### DATASET EXTRACT
• • •

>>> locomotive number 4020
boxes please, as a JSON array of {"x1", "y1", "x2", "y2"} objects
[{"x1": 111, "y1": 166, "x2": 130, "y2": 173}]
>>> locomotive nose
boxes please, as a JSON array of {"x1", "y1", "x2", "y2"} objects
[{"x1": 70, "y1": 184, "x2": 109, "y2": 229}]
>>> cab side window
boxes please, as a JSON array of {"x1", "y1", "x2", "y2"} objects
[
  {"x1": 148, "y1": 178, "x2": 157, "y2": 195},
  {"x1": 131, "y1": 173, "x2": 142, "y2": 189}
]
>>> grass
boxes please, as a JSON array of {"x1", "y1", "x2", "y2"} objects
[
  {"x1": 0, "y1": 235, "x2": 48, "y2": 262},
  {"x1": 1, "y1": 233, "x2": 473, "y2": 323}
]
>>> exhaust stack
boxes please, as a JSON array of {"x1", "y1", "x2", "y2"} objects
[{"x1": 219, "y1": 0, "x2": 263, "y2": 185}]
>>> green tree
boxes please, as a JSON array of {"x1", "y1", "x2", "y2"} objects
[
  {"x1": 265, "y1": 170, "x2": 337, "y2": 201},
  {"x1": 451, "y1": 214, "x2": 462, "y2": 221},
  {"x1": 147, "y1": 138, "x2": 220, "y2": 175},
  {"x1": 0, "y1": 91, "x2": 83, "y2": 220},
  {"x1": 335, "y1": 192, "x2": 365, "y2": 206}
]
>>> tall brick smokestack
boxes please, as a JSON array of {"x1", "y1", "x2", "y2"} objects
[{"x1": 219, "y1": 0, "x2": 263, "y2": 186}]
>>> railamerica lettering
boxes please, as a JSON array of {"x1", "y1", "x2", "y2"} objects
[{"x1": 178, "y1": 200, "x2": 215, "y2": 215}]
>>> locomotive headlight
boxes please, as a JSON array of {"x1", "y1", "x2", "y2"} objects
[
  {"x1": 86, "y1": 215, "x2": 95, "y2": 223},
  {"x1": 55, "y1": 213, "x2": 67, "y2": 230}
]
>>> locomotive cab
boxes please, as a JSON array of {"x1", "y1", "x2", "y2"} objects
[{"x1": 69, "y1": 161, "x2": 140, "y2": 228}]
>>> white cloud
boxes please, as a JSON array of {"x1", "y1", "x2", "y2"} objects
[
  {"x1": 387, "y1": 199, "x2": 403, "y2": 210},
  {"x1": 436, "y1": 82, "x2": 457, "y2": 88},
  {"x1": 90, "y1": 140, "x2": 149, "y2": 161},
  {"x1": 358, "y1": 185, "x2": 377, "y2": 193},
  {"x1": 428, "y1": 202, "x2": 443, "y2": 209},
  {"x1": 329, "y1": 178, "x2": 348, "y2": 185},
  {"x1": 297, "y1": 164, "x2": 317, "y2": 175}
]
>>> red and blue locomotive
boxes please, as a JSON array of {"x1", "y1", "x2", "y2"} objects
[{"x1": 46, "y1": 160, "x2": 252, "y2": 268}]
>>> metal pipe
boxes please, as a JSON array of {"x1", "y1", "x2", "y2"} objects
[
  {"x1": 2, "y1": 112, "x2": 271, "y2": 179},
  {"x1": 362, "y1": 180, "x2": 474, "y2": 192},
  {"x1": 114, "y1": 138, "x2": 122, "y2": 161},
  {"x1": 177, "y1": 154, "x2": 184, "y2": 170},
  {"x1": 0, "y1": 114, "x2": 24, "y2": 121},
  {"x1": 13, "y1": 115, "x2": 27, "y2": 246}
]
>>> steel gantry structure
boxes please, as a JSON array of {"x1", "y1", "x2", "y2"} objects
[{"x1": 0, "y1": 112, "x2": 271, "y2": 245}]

• • •

Whenever the string "locomotive" shows up in a line of the entries, copy that line.

### OUTPUT OF THE TASK
>>> locomotive number 4020
>>> locomotive nose
>>> locomotive headlight
>>> locomotive cab
>>> red and blue locomotive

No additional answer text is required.